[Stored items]

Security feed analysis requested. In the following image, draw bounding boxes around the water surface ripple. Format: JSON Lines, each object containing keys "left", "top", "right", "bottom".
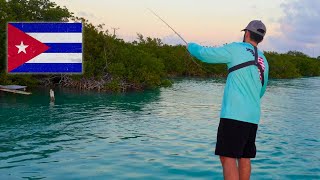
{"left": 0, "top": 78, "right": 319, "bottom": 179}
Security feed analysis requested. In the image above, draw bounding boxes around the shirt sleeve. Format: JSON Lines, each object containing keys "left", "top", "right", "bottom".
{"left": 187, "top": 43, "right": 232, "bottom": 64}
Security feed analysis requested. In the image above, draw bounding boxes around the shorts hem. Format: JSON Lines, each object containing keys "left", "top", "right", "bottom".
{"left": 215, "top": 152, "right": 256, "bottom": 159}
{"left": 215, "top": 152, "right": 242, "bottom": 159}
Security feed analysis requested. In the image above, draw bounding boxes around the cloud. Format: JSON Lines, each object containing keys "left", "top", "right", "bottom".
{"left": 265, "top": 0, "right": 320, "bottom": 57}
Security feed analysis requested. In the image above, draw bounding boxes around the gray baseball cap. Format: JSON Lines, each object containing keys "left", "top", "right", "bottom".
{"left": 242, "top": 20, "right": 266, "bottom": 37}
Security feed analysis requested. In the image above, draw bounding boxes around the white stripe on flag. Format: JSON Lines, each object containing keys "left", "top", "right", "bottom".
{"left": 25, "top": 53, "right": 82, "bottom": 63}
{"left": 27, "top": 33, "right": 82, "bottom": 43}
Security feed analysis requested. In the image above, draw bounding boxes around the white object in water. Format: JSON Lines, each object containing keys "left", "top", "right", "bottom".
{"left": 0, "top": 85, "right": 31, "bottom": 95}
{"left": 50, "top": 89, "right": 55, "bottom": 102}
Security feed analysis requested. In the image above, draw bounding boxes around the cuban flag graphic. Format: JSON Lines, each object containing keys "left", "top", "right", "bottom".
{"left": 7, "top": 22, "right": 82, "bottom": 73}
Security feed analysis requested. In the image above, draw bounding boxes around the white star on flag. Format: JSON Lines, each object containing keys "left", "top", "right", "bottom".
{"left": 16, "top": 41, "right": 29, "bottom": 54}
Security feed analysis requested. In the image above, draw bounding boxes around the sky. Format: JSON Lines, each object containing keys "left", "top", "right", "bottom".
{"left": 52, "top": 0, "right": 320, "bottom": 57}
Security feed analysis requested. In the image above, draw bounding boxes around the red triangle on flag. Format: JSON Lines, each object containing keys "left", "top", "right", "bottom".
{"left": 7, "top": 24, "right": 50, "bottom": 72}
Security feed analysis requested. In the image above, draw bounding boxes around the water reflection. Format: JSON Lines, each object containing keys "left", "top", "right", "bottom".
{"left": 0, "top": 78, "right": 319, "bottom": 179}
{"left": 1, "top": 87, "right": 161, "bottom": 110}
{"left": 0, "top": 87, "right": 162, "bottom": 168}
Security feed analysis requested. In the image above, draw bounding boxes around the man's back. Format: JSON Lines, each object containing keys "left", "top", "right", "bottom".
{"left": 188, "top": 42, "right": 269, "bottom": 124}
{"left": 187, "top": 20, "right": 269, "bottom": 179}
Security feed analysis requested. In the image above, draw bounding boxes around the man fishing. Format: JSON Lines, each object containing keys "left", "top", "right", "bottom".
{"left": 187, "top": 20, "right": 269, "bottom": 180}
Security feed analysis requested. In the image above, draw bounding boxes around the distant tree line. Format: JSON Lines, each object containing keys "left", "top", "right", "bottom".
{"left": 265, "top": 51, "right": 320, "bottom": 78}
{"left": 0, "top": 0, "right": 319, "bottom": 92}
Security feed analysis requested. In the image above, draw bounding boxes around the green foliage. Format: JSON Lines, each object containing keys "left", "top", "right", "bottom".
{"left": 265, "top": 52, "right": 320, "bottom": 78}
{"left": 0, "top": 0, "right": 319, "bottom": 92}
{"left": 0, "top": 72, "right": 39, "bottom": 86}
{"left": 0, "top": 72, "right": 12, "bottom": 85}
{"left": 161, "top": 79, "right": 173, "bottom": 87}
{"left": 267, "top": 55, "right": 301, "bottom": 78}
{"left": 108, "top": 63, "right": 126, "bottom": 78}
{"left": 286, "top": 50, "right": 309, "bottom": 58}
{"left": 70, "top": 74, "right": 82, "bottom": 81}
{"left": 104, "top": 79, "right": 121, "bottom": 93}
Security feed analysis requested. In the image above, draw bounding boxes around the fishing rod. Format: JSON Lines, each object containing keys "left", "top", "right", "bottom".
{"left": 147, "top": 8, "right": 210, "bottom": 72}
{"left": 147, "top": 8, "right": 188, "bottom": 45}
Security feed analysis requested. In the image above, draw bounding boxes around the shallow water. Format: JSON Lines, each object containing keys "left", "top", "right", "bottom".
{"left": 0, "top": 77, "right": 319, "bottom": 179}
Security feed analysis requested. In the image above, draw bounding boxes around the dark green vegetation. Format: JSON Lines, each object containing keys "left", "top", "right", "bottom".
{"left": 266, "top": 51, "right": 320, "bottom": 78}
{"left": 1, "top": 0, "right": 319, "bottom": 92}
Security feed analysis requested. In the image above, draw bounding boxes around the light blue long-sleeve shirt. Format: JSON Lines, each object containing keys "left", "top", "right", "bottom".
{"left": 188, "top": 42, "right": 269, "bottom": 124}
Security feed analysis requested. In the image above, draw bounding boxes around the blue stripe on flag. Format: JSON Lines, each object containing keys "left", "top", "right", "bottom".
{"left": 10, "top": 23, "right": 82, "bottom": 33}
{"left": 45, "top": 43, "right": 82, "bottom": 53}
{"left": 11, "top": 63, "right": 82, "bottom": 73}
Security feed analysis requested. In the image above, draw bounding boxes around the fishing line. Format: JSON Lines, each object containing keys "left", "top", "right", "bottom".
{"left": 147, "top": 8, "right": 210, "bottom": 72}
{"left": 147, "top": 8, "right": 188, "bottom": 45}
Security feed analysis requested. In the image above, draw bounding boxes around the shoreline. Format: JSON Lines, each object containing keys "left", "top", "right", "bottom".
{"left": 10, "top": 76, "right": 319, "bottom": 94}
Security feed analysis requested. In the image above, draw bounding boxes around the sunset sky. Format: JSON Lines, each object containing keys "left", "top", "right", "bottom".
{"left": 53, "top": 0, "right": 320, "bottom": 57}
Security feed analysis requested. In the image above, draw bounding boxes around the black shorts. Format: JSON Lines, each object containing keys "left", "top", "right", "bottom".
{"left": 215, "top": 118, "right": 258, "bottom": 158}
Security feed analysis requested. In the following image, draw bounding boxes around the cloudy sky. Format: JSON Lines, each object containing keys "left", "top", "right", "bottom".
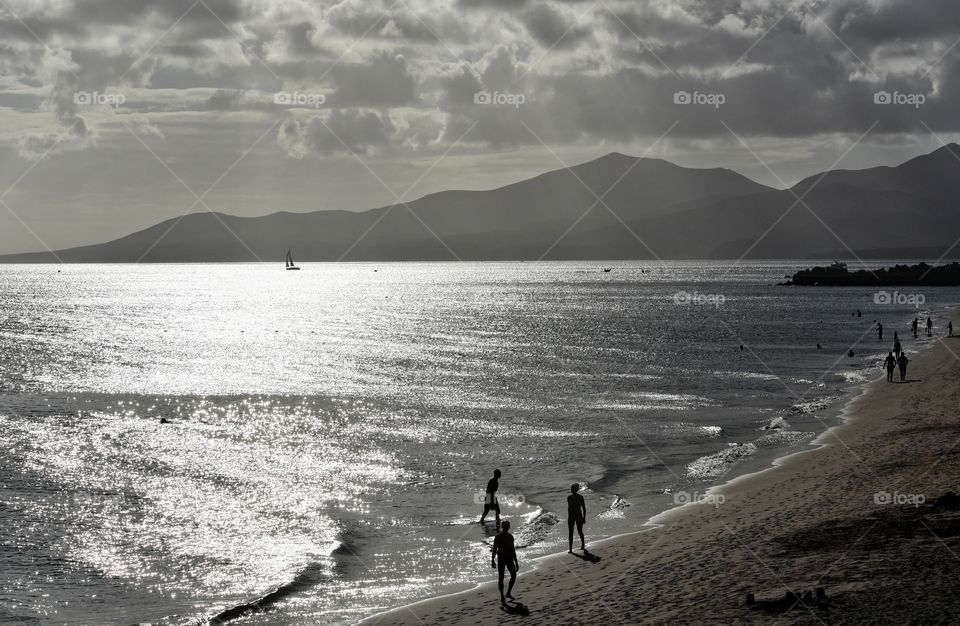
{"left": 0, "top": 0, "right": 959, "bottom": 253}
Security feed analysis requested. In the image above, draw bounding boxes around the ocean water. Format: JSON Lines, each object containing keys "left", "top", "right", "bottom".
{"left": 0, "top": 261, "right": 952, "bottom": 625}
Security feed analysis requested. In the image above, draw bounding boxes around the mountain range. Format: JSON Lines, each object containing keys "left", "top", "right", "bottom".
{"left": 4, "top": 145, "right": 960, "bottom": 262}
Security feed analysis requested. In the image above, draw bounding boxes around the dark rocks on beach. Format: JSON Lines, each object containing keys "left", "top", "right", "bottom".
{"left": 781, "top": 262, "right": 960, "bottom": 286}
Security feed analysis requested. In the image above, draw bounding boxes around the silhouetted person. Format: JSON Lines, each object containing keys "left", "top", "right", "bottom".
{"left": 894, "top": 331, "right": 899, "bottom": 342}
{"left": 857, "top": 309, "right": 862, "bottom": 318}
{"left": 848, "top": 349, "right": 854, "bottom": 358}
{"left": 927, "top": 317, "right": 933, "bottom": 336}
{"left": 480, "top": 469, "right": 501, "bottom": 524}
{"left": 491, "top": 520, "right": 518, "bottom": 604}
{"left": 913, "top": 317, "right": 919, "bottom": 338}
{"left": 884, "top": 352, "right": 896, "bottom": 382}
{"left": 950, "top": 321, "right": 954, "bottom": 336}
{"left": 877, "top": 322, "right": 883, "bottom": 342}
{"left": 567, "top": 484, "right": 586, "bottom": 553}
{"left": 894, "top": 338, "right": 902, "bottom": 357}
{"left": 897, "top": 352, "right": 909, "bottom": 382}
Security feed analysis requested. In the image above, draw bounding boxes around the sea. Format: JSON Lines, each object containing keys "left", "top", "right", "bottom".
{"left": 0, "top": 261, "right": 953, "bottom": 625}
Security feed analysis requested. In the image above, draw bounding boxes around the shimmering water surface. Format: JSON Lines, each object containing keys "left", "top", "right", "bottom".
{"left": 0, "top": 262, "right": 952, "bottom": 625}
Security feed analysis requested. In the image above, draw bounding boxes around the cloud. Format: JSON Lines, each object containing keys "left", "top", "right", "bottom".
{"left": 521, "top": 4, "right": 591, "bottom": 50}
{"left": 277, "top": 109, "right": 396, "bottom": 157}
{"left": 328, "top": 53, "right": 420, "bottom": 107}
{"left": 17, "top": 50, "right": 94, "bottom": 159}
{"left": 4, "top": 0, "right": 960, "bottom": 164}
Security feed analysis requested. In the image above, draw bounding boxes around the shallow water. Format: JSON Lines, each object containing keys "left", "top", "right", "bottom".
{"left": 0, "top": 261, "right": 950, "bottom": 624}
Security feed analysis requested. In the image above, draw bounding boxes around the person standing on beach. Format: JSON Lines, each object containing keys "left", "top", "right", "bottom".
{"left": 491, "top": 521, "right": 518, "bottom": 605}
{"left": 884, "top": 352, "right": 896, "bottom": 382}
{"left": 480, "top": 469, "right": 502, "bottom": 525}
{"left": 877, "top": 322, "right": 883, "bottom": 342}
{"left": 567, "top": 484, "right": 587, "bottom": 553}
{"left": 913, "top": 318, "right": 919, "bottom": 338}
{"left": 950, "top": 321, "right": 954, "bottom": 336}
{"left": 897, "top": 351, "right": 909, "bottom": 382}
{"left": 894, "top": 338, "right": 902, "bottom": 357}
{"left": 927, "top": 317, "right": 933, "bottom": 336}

--

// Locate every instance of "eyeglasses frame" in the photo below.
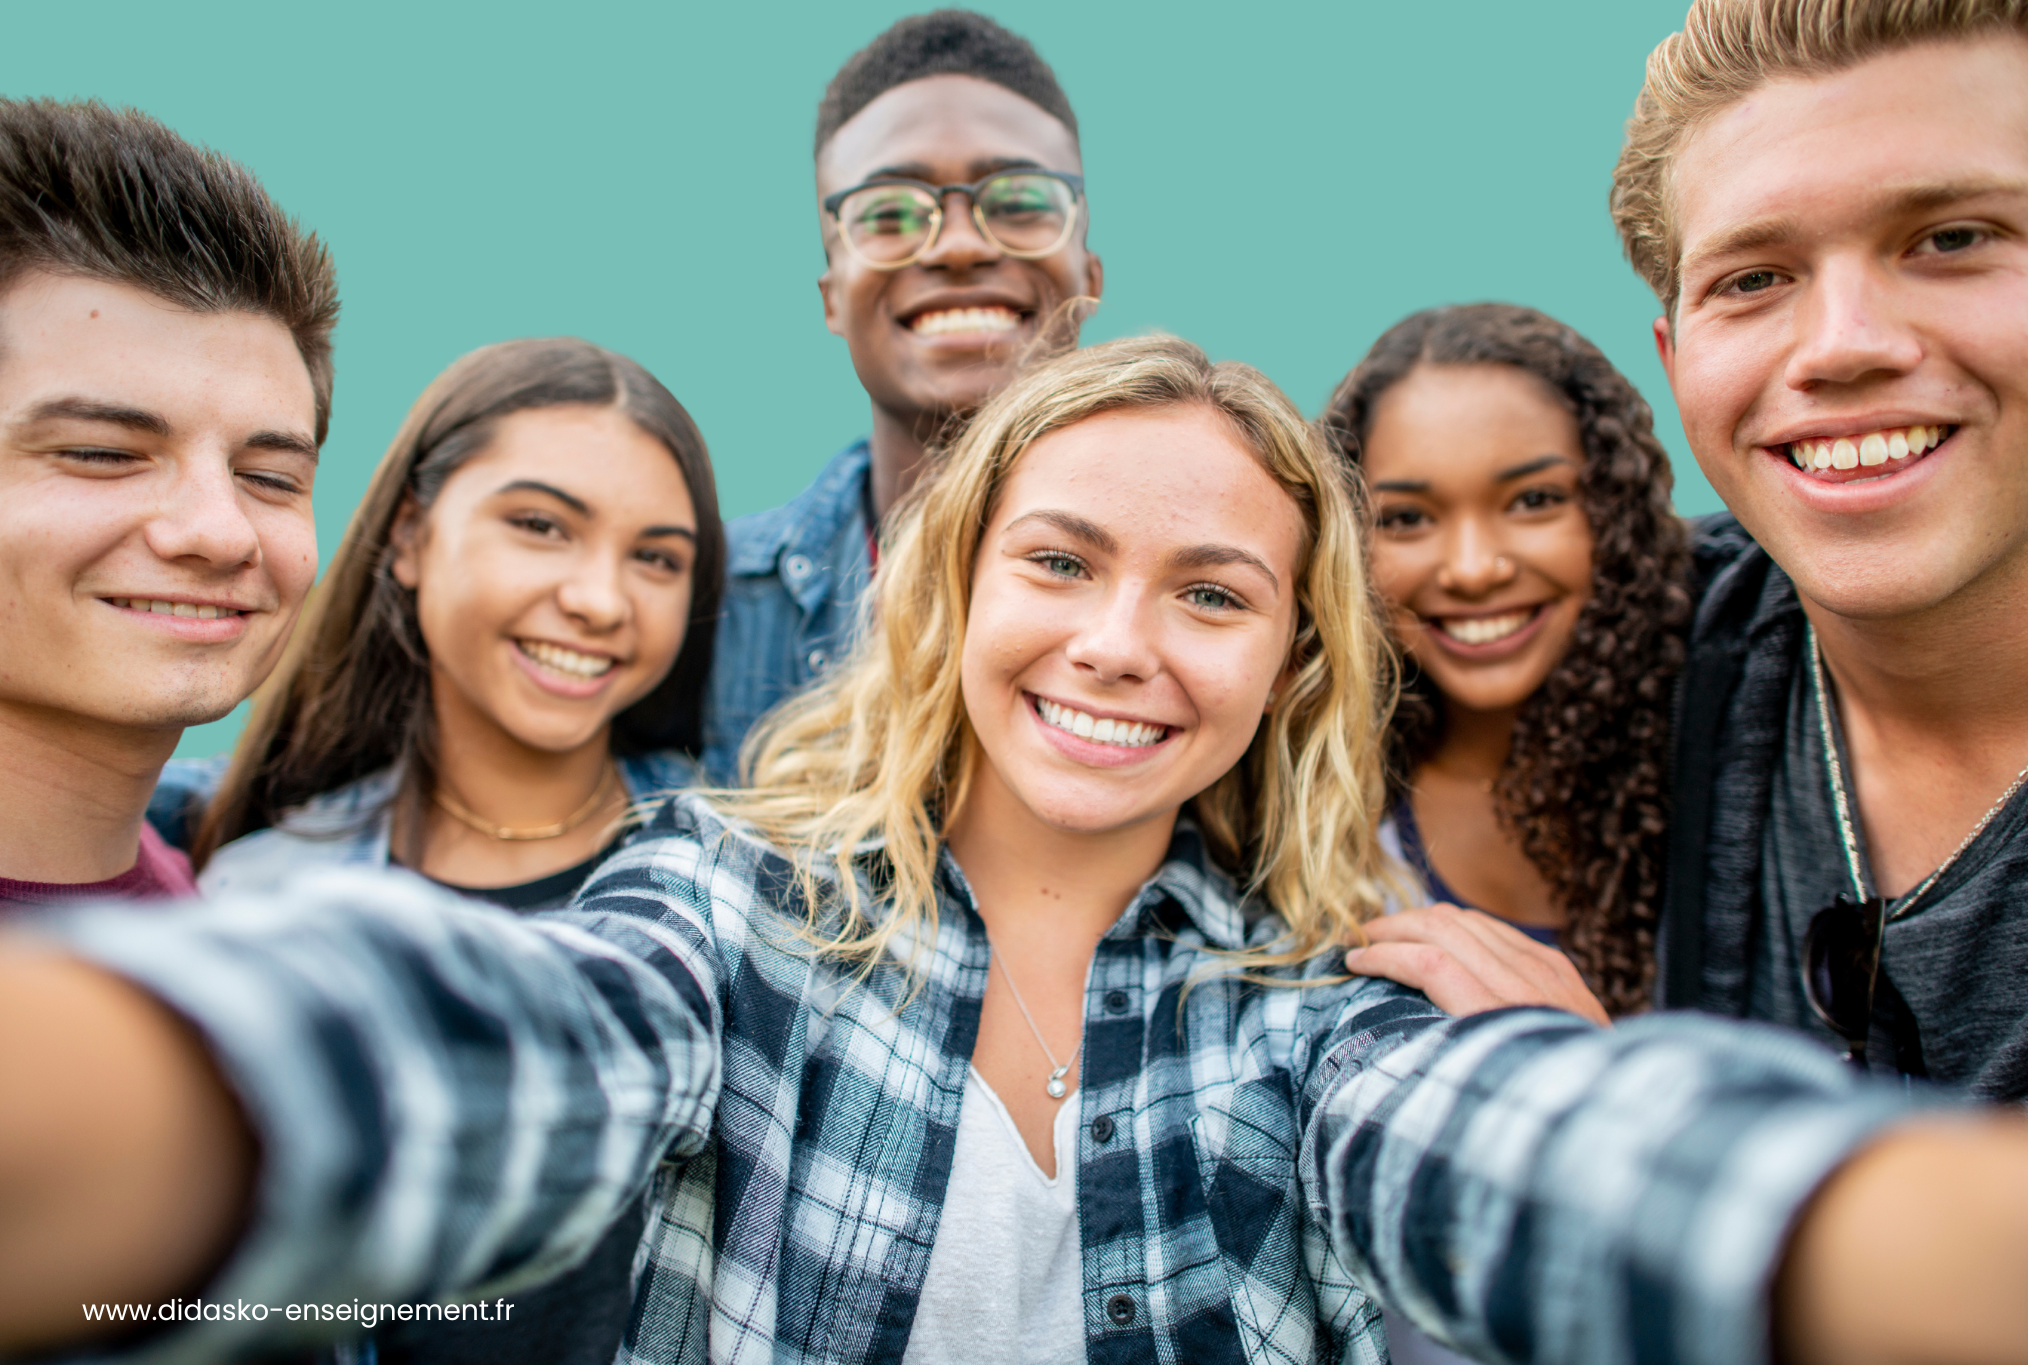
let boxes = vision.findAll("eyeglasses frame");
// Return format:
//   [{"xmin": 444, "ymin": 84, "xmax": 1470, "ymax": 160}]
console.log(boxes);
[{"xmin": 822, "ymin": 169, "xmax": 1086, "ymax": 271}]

● EXERCISE PROMPT
Look through the data above and return each line where the string "frame" occurs.

● THE ANSWER
// Locate every instance of "eyeglasses frame" in the photo below.
let boxes = vision.findAll("eyeglasses frame");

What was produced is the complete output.